## start EXERCISE INPUT

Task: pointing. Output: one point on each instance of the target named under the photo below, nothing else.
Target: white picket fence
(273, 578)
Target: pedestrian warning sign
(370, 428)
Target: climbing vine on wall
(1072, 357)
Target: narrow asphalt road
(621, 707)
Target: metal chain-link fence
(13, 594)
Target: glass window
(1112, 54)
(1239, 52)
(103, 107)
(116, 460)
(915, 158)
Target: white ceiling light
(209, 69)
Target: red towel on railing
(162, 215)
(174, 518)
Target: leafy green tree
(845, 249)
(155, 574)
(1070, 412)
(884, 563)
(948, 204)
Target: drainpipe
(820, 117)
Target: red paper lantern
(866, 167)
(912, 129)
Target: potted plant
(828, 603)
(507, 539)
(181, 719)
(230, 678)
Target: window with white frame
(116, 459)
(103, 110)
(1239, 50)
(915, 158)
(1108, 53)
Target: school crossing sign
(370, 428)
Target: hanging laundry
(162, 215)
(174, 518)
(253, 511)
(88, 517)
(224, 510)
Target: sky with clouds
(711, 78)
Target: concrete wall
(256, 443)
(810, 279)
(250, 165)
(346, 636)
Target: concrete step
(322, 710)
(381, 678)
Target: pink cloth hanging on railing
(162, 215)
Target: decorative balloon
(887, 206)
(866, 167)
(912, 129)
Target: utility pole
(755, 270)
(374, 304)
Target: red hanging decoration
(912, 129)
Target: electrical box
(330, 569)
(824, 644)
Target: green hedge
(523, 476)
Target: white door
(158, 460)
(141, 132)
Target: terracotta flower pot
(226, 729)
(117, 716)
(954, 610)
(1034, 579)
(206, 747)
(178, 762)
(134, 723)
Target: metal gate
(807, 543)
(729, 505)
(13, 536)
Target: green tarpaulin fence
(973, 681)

## end EXERCISE INPUT
## start EXERCISE INPUT

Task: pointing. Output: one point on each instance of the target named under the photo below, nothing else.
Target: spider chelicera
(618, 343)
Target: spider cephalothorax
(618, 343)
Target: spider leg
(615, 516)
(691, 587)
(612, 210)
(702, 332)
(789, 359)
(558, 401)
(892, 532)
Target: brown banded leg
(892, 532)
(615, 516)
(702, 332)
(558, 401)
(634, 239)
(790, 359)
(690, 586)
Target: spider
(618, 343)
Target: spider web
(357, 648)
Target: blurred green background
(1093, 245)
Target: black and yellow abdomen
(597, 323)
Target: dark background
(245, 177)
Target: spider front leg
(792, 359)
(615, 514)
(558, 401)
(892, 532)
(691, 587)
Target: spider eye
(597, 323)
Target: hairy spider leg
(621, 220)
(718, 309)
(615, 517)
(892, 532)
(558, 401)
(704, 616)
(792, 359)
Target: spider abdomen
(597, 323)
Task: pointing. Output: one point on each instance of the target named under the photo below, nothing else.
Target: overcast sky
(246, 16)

## end EXERCISE INPUT

_PROBLEM STATEMENT_
Pull out every line of the data above that contains the word "white", and copy each one.

_EXERCISE ANSWER_
Target: white picket fence
Target: white ceiling light
Target: window with white frame
Target: white door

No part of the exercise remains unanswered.